** BEGIN Listing **

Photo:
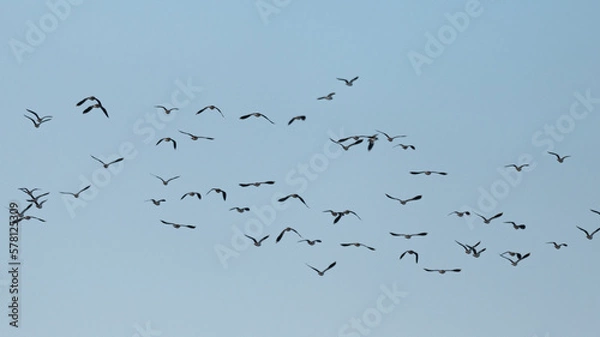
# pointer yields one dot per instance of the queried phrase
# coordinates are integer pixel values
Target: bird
(403, 202)
(293, 195)
(460, 214)
(321, 273)
(412, 252)
(557, 245)
(167, 111)
(257, 243)
(310, 242)
(389, 138)
(192, 194)
(168, 139)
(427, 173)
(297, 118)
(329, 97)
(218, 190)
(194, 137)
(258, 183)
(356, 244)
(518, 168)
(177, 225)
(588, 235)
(287, 229)
(106, 165)
(558, 158)
(38, 120)
(76, 195)
(348, 83)
(257, 115)
(443, 271)
(211, 107)
(486, 220)
(408, 236)
(405, 147)
(240, 209)
(515, 226)
(519, 258)
(157, 202)
(165, 182)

** END Listing **

=== Problem to work on ===
Copy out each line exactly, without the pictures.

=== Solution to the exercise ===
Photo:
# pointer yields one dot per instance of the queried phrase
# coordinates are integer pixel values
Target: bird
(403, 202)
(293, 195)
(460, 214)
(321, 273)
(412, 252)
(557, 245)
(167, 111)
(257, 243)
(310, 242)
(389, 138)
(192, 194)
(168, 139)
(427, 173)
(297, 118)
(329, 97)
(218, 190)
(194, 137)
(258, 183)
(356, 244)
(518, 168)
(177, 225)
(588, 235)
(287, 229)
(106, 165)
(558, 158)
(38, 120)
(76, 195)
(348, 83)
(257, 115)
(443, 271)
(211, 107)
(486, 220)
(408, 236)
(405, 147)
(240, 209)
(515, 226)
(519, 258)
(157, 202)
(165, 182)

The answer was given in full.